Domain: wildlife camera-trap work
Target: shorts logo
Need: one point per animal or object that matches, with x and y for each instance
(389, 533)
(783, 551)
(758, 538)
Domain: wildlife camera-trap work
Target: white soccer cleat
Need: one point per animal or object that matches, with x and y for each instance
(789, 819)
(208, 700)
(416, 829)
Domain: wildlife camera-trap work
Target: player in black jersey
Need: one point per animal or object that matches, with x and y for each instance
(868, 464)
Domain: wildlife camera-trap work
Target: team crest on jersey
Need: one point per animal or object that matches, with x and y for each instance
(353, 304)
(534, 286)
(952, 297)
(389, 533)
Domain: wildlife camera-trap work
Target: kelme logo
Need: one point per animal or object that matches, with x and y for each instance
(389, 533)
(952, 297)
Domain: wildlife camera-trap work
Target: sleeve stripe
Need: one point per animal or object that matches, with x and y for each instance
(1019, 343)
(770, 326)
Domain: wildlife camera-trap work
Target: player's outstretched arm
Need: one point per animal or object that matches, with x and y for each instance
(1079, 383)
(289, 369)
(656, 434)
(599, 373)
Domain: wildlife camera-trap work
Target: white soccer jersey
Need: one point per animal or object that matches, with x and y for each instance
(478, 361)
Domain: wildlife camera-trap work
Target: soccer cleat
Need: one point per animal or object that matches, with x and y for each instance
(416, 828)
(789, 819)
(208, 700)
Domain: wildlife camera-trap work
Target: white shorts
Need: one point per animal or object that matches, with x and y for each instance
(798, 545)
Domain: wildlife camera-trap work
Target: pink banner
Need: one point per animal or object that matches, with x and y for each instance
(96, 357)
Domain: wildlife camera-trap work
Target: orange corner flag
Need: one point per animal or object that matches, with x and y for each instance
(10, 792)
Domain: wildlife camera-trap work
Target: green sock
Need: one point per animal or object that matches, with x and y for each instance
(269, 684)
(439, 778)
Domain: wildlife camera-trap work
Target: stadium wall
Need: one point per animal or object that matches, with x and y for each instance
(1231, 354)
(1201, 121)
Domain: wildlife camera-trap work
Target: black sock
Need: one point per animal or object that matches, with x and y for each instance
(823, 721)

════════════════════

**TASK:** Every entry should be output exactly as written, please.

**RESPONSE TO THE TASK:**
Domain: wildlife camera-trap work
Target: shorts logo
Need: one point per animal or object that matches, with x and y for each instance
(389, 533)
(783, 551)
(758, 538)
Domain: wildlife camera-trap work
Target: white soccer cleat
Need: one point per animal or object that matches, with x and y for each instance
(789, 819)
(208, 700)
(416, 829)
Domain: wildlife camera-trap work
Target: player in black jersey
Need: one point per animal or object that matches, with x and y for each instance
(868, 464)
Domain: wildlife camera-trap work
Target: team crest on jersey
Need: one point per animal or object that matches, with x and y for each instance
(353, 304)
(534, 286)
(952, 297)
(389, 533)
Domain: wildlife camera-trap work
Target: kelme logo
Need: one point per animal or object that matches, with x and y for each instance
(389, 533)
(952, 297)
Domain: wildlife camera-trap work
Target: sleeve stripe
Need: one point per animal or object that matches, with x and y for each instance
(1019, 343)
(770, 326)
Domain: wildlife camera-trap work
Target: player's outstretched arm
Need: one point per animal or object that matches, with x and y for each instance
(1079, 383)
(289, 369)
(656, 434)
(599, 373)
Domain: wildlife camera-trap work
Target: white soccer jersey
Need: one point per animal or object that matches, with x and y for each instance
(478, 361)
Domain: wildlife camera-trap work
Target: soccer cleat
Need: one point per animal or object that matches, with x and y for each instance
(416, 828)
(789, 819)
(208, 700)
Domain: wildlife camera-trap work
Target: white shorts
Need: one point per animal or object that matches, with x and y for each instance
(798, 545)
Domain: wildlife camera-trap work
Target: pink banner
Need: one point per animal or object that matches, with x and y for each instance
(96, 357)
Domain: wildlife camera-trap work
Target: orange corner flag
Need: one point per animal or object that matches, with x and y for each instance
(10, 792)
Domain: wildlife camera-trap work
Target: green sock
Need: one point per animal or object that matches, with x and y for each instance
(269, 684)
(439, 778)
Domain: wildlife camera-trap work
Target: stadium wall
Need: one point per animal or object that matches, with x and y for each instance
(1231, 354)
(1201, 121)
Domain: wildlife camera-trap work
Target: black sock
Need: one point per animal or object that matches, with x and y for each instance
(823, 721)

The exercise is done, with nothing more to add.